Extracted records:
________

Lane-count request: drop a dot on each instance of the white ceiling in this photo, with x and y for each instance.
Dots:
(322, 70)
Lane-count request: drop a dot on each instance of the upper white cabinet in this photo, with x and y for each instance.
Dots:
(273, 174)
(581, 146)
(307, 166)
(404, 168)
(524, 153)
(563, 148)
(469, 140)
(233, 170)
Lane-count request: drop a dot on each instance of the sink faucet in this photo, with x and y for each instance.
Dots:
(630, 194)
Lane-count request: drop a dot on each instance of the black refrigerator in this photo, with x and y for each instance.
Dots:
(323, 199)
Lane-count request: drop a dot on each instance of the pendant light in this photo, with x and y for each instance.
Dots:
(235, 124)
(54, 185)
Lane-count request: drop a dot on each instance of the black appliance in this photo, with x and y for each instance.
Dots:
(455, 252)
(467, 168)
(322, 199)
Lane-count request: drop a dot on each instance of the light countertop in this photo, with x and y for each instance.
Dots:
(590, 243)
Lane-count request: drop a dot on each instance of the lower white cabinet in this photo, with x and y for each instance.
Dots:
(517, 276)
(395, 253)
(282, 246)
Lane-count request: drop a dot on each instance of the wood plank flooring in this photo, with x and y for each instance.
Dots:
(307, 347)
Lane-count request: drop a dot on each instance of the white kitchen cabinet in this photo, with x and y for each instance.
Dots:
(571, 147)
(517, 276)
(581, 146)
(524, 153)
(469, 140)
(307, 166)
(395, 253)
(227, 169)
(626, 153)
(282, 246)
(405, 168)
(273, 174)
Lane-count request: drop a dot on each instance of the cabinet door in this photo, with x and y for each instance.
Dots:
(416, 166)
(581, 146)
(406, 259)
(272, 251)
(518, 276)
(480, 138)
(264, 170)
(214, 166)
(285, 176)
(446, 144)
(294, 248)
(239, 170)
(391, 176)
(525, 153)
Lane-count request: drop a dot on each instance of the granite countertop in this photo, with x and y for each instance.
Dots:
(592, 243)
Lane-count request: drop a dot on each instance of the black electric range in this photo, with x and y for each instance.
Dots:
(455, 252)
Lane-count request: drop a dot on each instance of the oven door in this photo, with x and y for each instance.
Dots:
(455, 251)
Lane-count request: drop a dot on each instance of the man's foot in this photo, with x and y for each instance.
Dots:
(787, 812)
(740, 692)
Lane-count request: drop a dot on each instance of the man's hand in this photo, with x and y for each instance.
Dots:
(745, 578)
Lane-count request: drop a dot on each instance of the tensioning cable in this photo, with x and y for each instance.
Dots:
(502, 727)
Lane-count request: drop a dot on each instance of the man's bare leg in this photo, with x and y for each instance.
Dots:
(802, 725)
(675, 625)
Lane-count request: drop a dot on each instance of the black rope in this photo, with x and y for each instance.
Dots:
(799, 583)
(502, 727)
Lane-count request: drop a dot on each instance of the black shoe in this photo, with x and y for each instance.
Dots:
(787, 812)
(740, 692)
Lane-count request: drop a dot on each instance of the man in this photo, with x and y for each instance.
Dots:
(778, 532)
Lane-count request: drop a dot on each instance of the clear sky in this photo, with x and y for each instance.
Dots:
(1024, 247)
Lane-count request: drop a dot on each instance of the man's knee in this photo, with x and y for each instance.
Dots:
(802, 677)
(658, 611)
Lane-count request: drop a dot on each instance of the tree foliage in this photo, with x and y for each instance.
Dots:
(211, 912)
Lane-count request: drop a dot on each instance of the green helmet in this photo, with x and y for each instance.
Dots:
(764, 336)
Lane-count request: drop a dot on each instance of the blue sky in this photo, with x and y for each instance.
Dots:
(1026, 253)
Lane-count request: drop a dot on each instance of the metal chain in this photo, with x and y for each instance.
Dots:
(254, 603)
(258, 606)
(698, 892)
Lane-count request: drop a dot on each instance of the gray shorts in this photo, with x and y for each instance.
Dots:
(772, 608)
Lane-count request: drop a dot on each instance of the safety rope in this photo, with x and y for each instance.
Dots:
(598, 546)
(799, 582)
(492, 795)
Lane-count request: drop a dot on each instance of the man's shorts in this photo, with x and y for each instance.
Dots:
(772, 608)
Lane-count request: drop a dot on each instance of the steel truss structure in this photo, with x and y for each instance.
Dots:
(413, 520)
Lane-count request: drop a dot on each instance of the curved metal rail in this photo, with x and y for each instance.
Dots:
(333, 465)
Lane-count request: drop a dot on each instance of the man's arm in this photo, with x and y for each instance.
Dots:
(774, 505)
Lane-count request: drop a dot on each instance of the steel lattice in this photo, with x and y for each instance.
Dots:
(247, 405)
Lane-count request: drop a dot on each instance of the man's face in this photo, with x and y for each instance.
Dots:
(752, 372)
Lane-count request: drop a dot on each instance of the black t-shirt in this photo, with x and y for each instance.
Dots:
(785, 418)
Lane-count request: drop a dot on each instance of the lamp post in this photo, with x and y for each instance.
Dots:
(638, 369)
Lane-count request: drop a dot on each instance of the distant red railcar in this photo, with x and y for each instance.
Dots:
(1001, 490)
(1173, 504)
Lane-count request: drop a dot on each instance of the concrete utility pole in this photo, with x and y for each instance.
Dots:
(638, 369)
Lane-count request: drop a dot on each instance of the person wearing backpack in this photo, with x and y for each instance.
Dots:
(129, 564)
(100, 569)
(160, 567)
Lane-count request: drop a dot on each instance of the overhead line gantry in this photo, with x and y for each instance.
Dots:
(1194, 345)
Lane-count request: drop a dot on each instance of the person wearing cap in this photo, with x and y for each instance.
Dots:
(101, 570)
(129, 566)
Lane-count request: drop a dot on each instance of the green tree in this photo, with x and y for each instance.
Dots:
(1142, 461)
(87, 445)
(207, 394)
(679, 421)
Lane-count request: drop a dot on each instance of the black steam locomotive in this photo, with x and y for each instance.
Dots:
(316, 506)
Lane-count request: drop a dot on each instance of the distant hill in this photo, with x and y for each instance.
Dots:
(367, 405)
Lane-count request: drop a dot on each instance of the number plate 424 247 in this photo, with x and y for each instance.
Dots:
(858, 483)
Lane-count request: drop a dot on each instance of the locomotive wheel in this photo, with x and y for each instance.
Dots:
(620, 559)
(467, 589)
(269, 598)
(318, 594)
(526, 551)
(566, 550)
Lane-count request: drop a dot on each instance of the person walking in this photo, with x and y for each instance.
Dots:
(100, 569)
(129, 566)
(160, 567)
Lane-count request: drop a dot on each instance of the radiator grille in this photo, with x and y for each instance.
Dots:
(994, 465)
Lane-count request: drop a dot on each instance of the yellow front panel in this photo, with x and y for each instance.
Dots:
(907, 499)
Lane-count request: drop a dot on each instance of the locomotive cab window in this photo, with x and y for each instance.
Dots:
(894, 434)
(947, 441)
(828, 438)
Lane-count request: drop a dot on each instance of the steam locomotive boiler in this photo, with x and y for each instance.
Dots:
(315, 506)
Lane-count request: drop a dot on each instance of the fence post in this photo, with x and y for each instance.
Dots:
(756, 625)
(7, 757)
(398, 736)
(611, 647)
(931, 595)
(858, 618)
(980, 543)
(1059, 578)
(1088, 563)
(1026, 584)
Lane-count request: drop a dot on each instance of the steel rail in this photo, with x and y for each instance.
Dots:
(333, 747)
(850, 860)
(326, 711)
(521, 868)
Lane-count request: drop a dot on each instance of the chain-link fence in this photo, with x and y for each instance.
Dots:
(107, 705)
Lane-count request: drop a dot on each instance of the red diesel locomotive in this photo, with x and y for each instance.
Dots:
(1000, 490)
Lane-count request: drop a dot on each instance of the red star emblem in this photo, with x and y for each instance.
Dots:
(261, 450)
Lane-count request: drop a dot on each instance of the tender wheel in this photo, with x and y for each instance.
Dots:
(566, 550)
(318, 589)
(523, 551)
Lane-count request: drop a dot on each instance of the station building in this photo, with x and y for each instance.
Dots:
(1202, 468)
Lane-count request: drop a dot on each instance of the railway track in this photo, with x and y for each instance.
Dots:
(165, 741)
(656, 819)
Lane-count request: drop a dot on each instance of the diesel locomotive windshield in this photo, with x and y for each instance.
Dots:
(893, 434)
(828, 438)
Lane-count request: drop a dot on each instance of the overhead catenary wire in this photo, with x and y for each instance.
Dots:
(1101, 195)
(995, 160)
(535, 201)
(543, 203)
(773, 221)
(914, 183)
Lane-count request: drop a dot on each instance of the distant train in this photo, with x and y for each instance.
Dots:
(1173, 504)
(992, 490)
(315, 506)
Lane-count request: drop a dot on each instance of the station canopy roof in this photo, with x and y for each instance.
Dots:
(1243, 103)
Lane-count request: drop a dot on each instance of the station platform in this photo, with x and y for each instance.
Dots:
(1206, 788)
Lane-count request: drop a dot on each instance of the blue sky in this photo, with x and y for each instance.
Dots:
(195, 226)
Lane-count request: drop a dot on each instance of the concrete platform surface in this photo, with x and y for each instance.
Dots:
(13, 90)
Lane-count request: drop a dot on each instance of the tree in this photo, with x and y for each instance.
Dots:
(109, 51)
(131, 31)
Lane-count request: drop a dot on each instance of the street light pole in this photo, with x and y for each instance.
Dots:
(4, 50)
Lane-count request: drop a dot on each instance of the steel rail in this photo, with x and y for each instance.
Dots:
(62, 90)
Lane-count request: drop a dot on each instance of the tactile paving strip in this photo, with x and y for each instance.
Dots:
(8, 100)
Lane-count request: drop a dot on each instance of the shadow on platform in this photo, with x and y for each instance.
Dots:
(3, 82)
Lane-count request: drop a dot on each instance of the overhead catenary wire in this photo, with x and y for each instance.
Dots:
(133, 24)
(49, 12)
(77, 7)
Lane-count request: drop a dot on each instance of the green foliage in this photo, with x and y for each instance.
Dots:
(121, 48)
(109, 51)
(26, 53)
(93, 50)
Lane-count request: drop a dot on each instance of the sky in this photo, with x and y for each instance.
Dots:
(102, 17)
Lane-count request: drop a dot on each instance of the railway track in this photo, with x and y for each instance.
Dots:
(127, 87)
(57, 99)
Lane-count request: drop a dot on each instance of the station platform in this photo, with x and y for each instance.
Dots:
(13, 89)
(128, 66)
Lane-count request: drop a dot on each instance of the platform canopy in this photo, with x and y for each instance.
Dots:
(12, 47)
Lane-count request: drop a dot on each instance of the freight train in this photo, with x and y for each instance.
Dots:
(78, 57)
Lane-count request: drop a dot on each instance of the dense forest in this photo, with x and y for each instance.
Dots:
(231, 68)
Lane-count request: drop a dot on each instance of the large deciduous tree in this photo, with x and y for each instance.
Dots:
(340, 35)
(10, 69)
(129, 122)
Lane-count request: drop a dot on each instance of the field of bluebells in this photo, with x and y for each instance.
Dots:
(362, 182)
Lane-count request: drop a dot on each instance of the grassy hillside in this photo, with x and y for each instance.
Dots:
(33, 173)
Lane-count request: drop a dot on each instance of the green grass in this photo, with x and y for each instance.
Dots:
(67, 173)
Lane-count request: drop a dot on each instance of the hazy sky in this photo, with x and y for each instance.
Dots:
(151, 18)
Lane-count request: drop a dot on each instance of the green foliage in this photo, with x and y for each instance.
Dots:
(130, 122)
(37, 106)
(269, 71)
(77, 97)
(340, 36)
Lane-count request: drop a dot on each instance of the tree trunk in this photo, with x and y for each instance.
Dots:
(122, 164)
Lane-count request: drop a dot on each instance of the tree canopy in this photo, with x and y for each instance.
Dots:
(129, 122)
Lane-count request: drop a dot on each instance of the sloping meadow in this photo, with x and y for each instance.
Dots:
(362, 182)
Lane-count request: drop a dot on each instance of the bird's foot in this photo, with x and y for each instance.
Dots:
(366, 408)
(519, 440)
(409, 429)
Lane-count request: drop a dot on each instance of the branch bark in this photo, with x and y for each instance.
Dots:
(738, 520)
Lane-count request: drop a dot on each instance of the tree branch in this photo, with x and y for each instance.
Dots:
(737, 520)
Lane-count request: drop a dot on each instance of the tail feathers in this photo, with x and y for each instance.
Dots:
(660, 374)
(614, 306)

________

- _WORK REQUIRED_
Reproduce the material between the lines holding "the concrete utility" and "(1026, 584)", inclusive, substituting "engine" for every "locomotive" and leaving everything else unchanged.

- _FULL RESPONSE_
Lane-count request: drop a dot on each instance of the concrete utility pole in this photo, with x and y for each instance.
Dots:
(638, 369)
Lane-count request: drop a dot on each instance of the person wearing backpack in this photo, with x and y for each instance.
Dots:
(129, 564)
(100, 569)
(160, 567)
Lane-count request: drop a dot on each instance of the overhead line gantry in this photo, with x and y for each instance.
Dots:
(1194, 345)
Lane-count request: drop a dot on each instance of the person wearing cap in this photo, with x and y for each instance.
Dots:
(101, 570)
(129, 566)
Lane-count request: drop a dot on each instance of the green tree in this photo, with x and y for each instance.
Dots:
(1142, 461)
(87, 445)
(207, 394)
(679, 421)
Lane-count request: drop a dot on each instance of the black steam engine in this photo, with x and y for each instance.
Dots:
(316, 506)
Lane-count request: drop a dot on each instance of the distant hill in this photo, with x and y for each instance.
Dots:
(367, 405)
Lane-count request: drop a dot on each instance of the number plate 424 247 in this photo, with x and y for each instance.
Dots:
(858, 483)
Lane-count request: drop a dot on each instance of the engine wheel in this photo, with x and y for each instance.
Dots:
(620, 559)
(467, 589)
(269, 598)
(318, 594)
(526, 551)
(566, 550)
Lane-count request: drop a dot on each instance of the person walking in this photo, with x and y for each instance.
Dots:
(100, 569)
(129, 566)
(160, 567)
Lane-count request: drop a dot on each instance of the radiator grille in this photo, with x and y for each instance.
Dots:
(994, 465)
Lane-count request: drop a dot on each instance of the yellow front panel in this photo, with x and y for each instance.
Dots:
(907, 499)
Lane-count request: drop a dot on each instance of the engine cab window in this photo, with x and y for each instance.
Dots:
(894, 434)
(947, 441)
(828, 438)
Lane-count request: drop a dot on each instance of the steam engine boiler in this photo, with x and y for each instance.
Dots:
(315, 506)
Lane-count request: drop a dot on each instance of the fence post in this photo, with x and y for each instance.
Dots:
(756, 625)
(7, 757)
(398, 736)
(611, 647)
(931, 595)
(858, 618)
(980, 543)
(1059, 578)
(1088, 563)
(1026, 584)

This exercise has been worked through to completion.